What you have to do >> What lines in the listing below hold the string "task"? Please copy them out.

Source data >>
****
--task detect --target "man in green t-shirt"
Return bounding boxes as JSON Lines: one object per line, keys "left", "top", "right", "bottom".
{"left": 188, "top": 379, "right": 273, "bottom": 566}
****
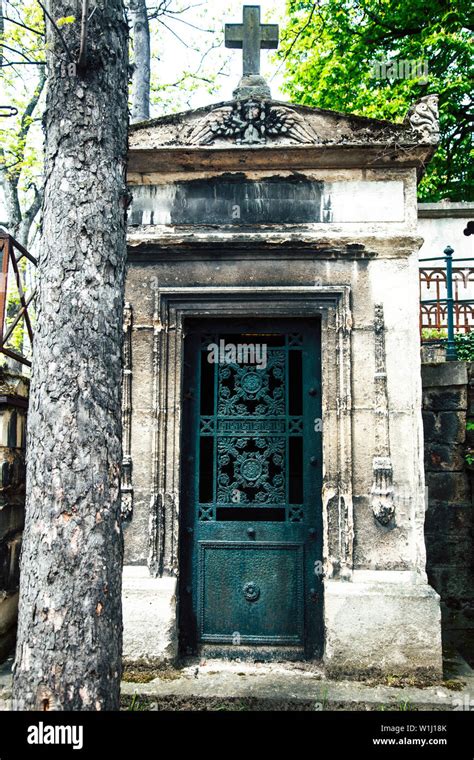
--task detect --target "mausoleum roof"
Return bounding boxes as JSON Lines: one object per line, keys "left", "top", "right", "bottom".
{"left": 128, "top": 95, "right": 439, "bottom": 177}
****
Result below >>
--task detect --target "man in green t-shirt"
--task detect --target "mausoleum roof"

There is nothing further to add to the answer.